Would you return every entry below without a single difference?

- - -

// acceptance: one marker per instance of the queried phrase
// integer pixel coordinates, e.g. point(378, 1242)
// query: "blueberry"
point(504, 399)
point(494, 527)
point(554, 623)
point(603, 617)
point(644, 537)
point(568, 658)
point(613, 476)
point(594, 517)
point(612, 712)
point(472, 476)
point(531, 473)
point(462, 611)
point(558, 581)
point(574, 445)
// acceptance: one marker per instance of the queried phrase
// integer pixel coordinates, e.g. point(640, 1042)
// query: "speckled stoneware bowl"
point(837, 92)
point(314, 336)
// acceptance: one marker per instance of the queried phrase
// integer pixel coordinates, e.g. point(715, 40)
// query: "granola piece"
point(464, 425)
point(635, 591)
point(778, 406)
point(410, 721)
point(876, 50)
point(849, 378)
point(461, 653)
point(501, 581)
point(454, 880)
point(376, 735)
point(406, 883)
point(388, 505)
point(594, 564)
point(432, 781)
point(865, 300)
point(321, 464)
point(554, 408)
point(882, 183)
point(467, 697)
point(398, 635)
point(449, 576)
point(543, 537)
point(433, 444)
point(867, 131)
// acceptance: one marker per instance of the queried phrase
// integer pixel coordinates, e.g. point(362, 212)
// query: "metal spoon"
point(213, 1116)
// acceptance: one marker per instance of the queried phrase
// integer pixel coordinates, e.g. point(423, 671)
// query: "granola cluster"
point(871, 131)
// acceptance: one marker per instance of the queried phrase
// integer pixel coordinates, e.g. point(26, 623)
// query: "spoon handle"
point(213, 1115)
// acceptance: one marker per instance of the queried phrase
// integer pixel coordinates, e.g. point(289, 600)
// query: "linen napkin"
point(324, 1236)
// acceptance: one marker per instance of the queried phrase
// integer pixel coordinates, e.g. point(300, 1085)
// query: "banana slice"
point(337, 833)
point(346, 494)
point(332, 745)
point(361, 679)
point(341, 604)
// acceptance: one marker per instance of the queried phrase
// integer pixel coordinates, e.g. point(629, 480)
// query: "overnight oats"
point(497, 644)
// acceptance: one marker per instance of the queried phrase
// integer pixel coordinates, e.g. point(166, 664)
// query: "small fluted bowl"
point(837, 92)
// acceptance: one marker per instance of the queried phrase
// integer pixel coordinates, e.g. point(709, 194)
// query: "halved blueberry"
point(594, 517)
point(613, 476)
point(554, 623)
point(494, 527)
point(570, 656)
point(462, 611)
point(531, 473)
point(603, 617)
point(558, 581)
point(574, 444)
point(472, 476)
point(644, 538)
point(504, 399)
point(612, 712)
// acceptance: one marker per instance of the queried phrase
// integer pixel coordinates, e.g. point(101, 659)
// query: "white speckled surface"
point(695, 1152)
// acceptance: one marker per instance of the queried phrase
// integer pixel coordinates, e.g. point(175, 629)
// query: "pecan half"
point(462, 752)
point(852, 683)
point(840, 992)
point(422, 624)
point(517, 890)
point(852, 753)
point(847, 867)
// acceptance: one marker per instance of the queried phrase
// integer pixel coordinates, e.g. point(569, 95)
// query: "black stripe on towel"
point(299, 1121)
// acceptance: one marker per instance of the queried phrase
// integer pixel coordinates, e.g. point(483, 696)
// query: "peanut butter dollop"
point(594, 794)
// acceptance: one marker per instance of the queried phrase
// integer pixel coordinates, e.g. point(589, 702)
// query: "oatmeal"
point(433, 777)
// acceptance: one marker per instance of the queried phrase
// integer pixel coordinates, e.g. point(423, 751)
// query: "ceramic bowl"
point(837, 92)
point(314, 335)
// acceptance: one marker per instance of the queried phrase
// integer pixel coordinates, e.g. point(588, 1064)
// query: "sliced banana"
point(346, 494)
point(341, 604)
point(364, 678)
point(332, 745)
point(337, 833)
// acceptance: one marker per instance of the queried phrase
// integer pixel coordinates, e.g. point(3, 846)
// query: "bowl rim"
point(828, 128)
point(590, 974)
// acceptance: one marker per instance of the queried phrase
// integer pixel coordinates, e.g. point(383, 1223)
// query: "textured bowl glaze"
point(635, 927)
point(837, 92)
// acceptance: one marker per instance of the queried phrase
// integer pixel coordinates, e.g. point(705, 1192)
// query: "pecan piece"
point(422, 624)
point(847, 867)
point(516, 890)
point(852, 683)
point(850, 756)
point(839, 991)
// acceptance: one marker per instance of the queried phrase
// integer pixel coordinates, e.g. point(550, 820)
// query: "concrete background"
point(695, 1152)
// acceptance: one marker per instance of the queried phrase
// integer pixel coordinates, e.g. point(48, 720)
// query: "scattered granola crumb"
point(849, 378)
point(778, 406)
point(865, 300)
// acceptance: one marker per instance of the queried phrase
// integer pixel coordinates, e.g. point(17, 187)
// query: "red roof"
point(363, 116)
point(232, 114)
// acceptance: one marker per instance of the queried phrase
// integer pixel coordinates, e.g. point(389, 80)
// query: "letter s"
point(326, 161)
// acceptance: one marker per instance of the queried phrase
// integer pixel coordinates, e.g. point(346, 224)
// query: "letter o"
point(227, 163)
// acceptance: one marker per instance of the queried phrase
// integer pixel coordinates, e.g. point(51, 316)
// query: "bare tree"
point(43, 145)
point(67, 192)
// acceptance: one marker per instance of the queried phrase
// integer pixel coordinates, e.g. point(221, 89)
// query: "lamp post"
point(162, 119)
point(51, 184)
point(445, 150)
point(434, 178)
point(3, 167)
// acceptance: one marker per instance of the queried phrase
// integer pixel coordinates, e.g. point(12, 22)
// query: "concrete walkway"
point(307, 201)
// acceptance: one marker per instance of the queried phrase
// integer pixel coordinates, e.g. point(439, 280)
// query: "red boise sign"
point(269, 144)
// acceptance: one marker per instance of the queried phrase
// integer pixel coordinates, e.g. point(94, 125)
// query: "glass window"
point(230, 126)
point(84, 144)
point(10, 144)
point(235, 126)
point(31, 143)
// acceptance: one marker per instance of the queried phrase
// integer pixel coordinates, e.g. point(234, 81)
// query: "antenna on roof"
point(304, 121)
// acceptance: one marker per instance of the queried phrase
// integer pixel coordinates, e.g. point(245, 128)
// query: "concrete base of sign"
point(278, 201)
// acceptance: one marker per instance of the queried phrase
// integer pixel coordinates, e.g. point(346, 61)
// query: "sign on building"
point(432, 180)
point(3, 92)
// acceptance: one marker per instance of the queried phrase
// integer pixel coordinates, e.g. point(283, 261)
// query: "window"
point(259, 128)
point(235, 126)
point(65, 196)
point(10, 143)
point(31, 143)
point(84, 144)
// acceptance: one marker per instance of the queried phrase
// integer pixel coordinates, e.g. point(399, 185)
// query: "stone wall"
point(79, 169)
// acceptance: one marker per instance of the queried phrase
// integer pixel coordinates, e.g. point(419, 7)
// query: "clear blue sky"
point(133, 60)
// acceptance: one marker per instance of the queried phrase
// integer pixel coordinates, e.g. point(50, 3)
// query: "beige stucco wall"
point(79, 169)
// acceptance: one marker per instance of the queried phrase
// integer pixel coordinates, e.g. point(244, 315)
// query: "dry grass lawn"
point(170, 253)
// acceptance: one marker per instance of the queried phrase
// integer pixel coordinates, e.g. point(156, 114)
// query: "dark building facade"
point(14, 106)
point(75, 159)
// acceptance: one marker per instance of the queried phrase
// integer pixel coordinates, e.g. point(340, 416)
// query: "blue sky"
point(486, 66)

- - -

• _Final answer_:
// acceptance: one marker per instance of the queried phrase
// integer pixel coordinates, e.g. point(378, 1242)
// query: "blueberry"
point(504, 399)
point(494, 527)
point(554, 623)
point(603, 617)
point(644, 537)
point(568, 658)
point(613, 476)
point(594, 517)
point(612, 712)
point(472, 476)
point(531, 473)
point(462, 611)
point(558, 581)
point(574, 445)
// acceptance: one marker per instance of the queried phrase
// integer pixel coordinates, e.g. point(640, 1042)
// query: "speckled stoneware bowl"
point(837, 92)
point(314, 336)
// acceptance: one marker per instance of the queried phrase
// integer pixel coordinates, e.g. point(715, 40)
// query: "granola piece"
point(464, 425)
point(635, 591)
point(778, 406)
point(410, 721)
point(876, 50)
point(849, 378)
point(461, 653)
point(501, 581)
point(454, 880)
point(376, 735)
point(406, 883)
point(388, 505)
point(594, 564)
point(432, 781)
point(865, 300)
point(321, 464)
point(554, 408)
point(882, 183)
point(467, 697)
point(398, 635)
point(449, 576)
point(543, 537)
point(433, 444)
point(867, 131)
// acceptance: one marker per instance of the queried phrase
// integer pixel coordinates, e.g. point(362, 212)
// query: "metal spoon"
point(213, 1116)
// acceptance: one marker per instance of the queried phrase
// integer pixel coordinates, e.g. point(423, 671)
// query: "granola cluster"
point(871, 131)
// acceptance: one marker per instance of the queried phrase
// integer pixel coordinates, e.g. point(26, 623)
// query: "spoon handle"
point(213, 1115)
// acceptance: one marker per instance of the queried phrase
// integer pixel coordinates, e.g. point(289, 600)
// query: "linen napkin"
point(324, 1236)
// acceptance: one marker per instance of the queried phrase
// integer pixel coordinates, e.g. point(300, 1085)
// query: "banana slice"
point(337, 833)
point(346, 494)
point(332, 745)
point(361, 679)
point(341, 604)
// acceptance: one marker per instance of the queried phrase
// integer pixel coordinates, e.g. point(629, 480)
// query: "overnight oats"
point(497, 644)
// acceptance: one marker per instance of the queried phrase
// integer pixel coordinates, e.g. point(166, 664)
// query: "small fluted bowl"
point(837, 92)
// acceptance: one marker per instance of the queried phrase
// integer pixel coordinates, e.g. point(709, 194)
// query: "halved blueberry"
point(594, 517)
point(613, 476)
point(554, 623)
point(494, 527)
point(570, 656)
point(462, 611)
point(531, 473)
point(603, 617)
point(558, 581)
point(574, 444)
point(472, 476)
point(644, 538)
point(504, 399)
point(612, 712)
// acceptance: one marker per instance of the queried phrase
// integer pixel coordinates, e.g. point(101, 659)
// query: "white speckled surface"
point(695, 1152)
// acceptance: one marker per instance of the queried phrase
// integer pixel coordinates, e.g. point(175, 629)
// query: "pecan half"
point(462, 752)
point(852, 683)
point(840, 992)
point(422, 624)
point(517, 890)
point(852, 753)
point(847, 867)
// acceptance: one marker per instance of the queried phrase
// integer pixel coordinates, e.g. point(569, 95)
// query: "black stripe on towel"
point(299, 1121)
// acceptance: one marker per instance of the queried phrase
// integer pixel coordinates, e.g. point(483, 696)
// query: "peanut butter dollop"
point(594, 794)
// acceptance: one marker per instance of the queried phrase
// integer pixel coordinates, e.g. point(589, 702)
// query: "oatmeal"
point(433, 777)
// acceptance: one marker per instance of the queried phrase
// integer pixel coordinates, e.g. point(423, 751)
// query: "ceramic bowl"
point(837, 92)
point(314, 335)
// acceptance: one marker per instance of the queried phrase
// integer pixel coordinates, e.g. point(588, 1064)
// query: "sliced banana"
point(346, 494)
point(341, 604)
point(364, 678)
point(332, 745)
point(337, 833)
// acceptance: one marker per instance of the queried phrase
// integer pixel coordinates, e.g. point(3, 846)
// query: "bowl rim"
point(828, 128)
point(590, 974)
// acceptance: one marker per instance of the queried phrase
// integer pixel coordinates, e.g. point(383, 1223)
// query: "textured bowl glaze"
point(635, 927)
point(837, 92)
// acceptance: one marker per instance of the queried phrase
// integer pixel coordinates, e.g. point(705, 1192)
// query: "pecan piece"
point(422, 624)
point(847, 867)
point(516, 890)
point(852, 683)
point(850, 756)
point(839, 991)
// acceptance: one marker per instance of the queried phrase
// integer pixel coordinates, e.g. point(550, 820)
// query: "concrete background"
point(695, 1152)
// acceptance: one marker per instance of the queried phrase
// integer pixel coordinates, e.g. point(48, 720)
// query: "scattered granola crumb"
point(849, 378)
point(778, 406)
point(865, 300)
// acceptance: one marker per instance of the queried phrase
// integer pixel coordinates, e.g. point(17, 187)
// query: "red roof"
point(363, 116)
point(232, 114)
// acceptance: one marker per instance of the queried phrase
// integer pixel coordinates, e.g. point(389, 80)
// query: "letter s"
point(326, 161)
// acceptance: one marker per instance of the queried phrase
// integer pixel coordinates, e.g. point(346, 224)
// query: "letter o"
point(227, 163)
// acceptance: one marker per instance of the queried phrase
// integer pixel coordinates, e.g. point(51, 316)
// query: "bare tree"
point(43, 145)
point(67, 192)
// acceptance: one marker per instance of the queried phrase
// integer pixel coordinates, e.g. point(221, 89)
// query: "lamp post"
point(162, 119)
point(51, 184)
point(445, 150)
point(434, 178)
point(3, 167)
// acceptance: one marker per instance of the queried phrase
// integer pixel coordinates, e.g. point(12, 22)
// query: "concrete walkway"
point(307, 201)
// acceptance: one marker per instance of the queried phrase
// integer pixel coordinates, e.g. point(439, 280)
// query: "red boise sign"
point(269, 144)
// acceptance: one marker per instance of the queried phrase
// integer pixel coordinates, e.g. point(94, 125)
// query: "glass window"
point(230, 126)
point(84, 144)
point(10, 144)
point(235, 126)
point(31, 143)
// acceptance: one marker per instance of the queried phrase
// integer pixel coordinates, e.g. point(234, 81)
// query: "antenna on roof"
point(304, 121)
// acceptance: one marker per instance of the queried phrase
// integer pixel coordinates, e.g. point(245, 128)
// query: "concrete base of sign"
point(278, 201)
// acceptance: one marker per instance of the queried phrase
// integer pixel coordinates, e.g. point(346, 61)
// query: "sign on building"
point(432, 180)
point(3, 92)
// acceptance: one marker per instance of the queried phrase
// integer pixel coordinates, e.g. point(283, 261)
// query: "window"
point(259, 128)
point(235, 126)
point(65, 196)
point(10, 143)
point(31, 143)
point(84, 144)
// acceptance: one marker per instance of the queried phrase
// integer pixel coordinates, e.g. point(399, 185)
// query: "stone wall"
point(79, 169)
// acceptance: one marker per instance of the queried phrase
// integer pixel coordinates, e.g. point(419, 7)
// query: "clear blue sky"
point(133, 60)
// acceptance: one marker per instance of the queried phrase
// integer pixel coordinates, e.g. point(50, 3)
// query: "beige stucco wall"
point(79, 169)
// acceptance: one marker per instance of the queried phrase
// integer pixel coordinates, e.g. point(244, 315)
// query: "dry grass lawn"
point(170, 253)
// acceptance: one marker per instance of the queried phrase
// integer pixel coordinates, e.g. point(156, 114)
// query: "dark building facade"
point(14, 106)
point(75, 159)
// acceptance: one marker per instance of the queried phrase
// integer pixel coordinates, e.g. point(340, 416)
// query: "blue sky"
point(486, 66)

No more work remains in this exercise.